Could you rewrite the lines of the listing below, starting with the line containing "Can you see the semicircular" and going on through the end of the listing, replacing "stone" with "granite" and changing nothing else? Give only those lines.

•••

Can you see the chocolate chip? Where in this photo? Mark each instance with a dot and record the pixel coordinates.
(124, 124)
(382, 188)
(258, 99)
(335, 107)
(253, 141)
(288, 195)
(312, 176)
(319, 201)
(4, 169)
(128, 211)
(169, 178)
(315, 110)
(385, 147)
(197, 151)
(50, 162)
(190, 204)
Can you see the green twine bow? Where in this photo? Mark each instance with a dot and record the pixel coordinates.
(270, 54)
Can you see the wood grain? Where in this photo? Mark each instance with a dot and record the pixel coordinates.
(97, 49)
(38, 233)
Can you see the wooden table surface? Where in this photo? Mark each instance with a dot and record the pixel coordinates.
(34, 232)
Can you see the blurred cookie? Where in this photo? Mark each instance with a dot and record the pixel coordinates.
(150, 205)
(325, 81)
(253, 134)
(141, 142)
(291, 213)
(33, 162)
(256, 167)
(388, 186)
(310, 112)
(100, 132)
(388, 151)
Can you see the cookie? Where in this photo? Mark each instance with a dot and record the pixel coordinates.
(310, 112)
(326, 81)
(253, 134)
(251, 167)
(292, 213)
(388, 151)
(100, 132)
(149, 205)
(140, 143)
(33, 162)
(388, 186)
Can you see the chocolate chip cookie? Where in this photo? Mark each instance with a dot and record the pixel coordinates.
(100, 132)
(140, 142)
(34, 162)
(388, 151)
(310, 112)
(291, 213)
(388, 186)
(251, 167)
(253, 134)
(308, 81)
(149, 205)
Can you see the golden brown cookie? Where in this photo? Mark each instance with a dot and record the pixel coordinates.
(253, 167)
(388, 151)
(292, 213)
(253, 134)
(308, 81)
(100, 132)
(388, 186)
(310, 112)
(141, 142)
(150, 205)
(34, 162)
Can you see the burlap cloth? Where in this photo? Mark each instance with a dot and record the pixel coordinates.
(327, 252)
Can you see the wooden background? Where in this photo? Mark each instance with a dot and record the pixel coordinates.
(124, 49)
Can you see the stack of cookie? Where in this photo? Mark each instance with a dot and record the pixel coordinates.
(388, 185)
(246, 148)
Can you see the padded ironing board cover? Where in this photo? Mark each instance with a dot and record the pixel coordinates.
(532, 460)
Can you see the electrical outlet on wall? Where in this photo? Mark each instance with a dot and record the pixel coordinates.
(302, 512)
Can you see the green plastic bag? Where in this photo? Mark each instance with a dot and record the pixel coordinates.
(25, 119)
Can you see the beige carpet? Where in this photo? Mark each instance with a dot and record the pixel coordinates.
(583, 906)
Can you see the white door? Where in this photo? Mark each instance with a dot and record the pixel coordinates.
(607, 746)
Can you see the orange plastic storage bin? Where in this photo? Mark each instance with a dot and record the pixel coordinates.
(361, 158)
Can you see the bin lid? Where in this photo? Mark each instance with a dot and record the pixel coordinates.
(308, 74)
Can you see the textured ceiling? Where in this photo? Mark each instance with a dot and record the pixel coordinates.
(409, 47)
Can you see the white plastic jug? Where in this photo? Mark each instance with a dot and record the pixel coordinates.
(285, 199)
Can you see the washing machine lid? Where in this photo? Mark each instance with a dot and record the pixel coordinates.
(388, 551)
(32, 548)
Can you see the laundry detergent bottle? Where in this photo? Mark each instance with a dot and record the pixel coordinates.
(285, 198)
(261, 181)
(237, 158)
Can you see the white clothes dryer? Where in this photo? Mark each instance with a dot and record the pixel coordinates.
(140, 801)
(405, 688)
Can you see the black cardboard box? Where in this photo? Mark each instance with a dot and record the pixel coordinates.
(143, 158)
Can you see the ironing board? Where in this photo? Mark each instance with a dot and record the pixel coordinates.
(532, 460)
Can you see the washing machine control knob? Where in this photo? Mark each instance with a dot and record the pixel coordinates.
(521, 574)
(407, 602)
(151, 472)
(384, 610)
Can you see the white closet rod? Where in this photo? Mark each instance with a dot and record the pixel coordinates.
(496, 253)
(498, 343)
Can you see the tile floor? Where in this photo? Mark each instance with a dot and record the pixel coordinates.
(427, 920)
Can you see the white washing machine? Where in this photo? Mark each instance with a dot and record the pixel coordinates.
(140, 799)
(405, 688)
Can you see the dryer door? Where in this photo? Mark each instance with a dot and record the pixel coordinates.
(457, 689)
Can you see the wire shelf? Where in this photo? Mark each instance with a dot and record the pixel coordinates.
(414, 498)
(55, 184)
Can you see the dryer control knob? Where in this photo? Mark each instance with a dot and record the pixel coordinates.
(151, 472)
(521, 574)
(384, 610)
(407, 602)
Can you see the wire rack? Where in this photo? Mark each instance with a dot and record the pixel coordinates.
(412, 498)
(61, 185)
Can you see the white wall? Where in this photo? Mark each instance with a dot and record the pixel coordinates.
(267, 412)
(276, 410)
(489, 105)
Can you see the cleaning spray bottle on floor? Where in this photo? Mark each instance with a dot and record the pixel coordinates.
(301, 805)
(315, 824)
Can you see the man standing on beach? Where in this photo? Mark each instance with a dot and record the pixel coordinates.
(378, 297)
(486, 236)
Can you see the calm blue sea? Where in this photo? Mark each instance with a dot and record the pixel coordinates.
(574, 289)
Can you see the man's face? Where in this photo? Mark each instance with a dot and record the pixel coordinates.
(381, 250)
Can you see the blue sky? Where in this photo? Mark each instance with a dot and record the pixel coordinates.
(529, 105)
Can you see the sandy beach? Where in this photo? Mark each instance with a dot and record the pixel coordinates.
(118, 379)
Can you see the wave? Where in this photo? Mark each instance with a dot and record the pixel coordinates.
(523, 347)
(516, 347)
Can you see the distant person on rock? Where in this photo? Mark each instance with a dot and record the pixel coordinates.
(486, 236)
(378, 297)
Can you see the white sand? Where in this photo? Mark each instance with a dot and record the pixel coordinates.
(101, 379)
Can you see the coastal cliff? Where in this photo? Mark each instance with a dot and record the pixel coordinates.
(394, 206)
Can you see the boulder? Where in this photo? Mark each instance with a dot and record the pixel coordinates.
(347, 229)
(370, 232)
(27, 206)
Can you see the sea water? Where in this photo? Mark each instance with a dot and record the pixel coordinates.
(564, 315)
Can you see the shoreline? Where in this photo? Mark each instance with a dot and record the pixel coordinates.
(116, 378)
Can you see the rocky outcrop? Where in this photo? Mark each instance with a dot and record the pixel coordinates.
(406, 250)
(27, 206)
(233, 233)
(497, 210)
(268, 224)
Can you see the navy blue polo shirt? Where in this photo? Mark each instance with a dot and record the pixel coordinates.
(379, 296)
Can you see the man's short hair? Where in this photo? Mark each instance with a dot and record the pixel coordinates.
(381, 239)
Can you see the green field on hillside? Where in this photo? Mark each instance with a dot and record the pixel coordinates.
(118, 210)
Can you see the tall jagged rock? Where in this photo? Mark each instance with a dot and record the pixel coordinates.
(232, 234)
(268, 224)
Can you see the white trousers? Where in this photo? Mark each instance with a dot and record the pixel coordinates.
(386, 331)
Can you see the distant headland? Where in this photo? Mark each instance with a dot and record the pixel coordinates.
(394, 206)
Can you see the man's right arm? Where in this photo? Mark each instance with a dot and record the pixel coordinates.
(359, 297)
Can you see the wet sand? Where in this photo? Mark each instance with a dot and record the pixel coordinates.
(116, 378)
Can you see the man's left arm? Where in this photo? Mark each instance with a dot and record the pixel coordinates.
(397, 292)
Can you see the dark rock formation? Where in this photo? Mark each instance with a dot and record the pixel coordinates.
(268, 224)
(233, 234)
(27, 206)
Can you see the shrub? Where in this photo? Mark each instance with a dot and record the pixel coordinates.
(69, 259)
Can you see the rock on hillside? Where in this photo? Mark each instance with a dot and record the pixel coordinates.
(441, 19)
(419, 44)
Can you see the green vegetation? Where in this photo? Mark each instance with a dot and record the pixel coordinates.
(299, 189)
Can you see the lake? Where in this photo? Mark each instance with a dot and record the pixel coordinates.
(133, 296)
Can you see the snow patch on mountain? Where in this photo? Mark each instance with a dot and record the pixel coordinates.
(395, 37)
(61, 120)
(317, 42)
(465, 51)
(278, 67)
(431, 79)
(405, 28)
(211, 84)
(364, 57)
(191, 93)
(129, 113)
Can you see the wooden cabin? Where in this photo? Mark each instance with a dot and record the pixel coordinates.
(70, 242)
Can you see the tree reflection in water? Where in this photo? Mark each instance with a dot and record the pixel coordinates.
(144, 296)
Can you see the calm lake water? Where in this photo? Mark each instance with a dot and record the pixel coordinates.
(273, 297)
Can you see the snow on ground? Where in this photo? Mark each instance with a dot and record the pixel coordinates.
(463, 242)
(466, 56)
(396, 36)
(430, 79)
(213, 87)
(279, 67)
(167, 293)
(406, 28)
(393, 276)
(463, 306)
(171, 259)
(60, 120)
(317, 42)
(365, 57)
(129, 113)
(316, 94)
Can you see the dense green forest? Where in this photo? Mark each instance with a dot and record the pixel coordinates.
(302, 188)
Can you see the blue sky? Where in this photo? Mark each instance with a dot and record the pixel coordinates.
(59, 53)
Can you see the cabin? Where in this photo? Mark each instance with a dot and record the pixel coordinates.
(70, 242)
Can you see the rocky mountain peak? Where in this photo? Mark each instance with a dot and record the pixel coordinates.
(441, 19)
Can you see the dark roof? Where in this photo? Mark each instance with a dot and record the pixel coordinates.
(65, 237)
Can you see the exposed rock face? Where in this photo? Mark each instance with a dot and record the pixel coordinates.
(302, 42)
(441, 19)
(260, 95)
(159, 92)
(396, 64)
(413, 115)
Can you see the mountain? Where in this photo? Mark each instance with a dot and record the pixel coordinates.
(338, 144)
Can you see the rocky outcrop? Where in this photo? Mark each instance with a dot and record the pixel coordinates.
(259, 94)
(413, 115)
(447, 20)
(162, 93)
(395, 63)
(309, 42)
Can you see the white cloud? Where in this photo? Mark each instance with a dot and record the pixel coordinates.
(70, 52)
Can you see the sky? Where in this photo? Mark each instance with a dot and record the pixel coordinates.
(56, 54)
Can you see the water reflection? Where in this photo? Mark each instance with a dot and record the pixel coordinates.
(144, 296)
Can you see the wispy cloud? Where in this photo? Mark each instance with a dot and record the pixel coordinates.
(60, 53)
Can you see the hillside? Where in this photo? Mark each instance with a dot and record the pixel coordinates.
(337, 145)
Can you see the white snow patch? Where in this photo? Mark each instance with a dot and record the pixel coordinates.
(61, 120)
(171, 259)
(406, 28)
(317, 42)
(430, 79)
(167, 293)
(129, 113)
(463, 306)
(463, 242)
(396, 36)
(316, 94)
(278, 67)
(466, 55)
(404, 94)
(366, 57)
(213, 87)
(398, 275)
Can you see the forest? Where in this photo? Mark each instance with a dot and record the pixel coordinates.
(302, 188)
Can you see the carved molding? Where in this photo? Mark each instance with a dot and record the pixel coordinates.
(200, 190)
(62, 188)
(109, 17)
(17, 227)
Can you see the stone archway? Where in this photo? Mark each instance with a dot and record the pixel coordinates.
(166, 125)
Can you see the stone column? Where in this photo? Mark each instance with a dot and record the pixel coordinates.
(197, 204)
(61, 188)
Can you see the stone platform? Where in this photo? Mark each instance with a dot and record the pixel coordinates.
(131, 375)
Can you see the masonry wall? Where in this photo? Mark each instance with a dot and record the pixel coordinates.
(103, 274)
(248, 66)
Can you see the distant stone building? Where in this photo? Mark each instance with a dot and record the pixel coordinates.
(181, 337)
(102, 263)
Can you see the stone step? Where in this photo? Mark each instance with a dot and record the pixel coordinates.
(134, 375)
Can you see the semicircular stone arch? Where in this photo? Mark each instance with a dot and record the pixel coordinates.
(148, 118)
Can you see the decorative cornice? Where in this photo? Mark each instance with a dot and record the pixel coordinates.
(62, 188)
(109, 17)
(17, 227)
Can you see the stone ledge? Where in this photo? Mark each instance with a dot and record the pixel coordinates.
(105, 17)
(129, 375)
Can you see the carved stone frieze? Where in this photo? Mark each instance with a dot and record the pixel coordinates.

•••

# FINAL RESULT:
Can you see the semicircular granite arch? Where in this photo? Mark each instance with a dot and record the pixel coordinates.
(148, 118)
Can you see the decorative cornice? Where in this photo? Mark each instance with a dot and record the pixel coordinates.
(62, 188)
(109, 17)
(17, 227)
Can you see the granite ledge? Where in this photo? Mark each instance with a dot and record the pixel coordinates.
(105, 17)
(129, 375)
Can you see the carved granite frieze? Where in this photo? Mark each instance with a dot and record the pixel coordinates.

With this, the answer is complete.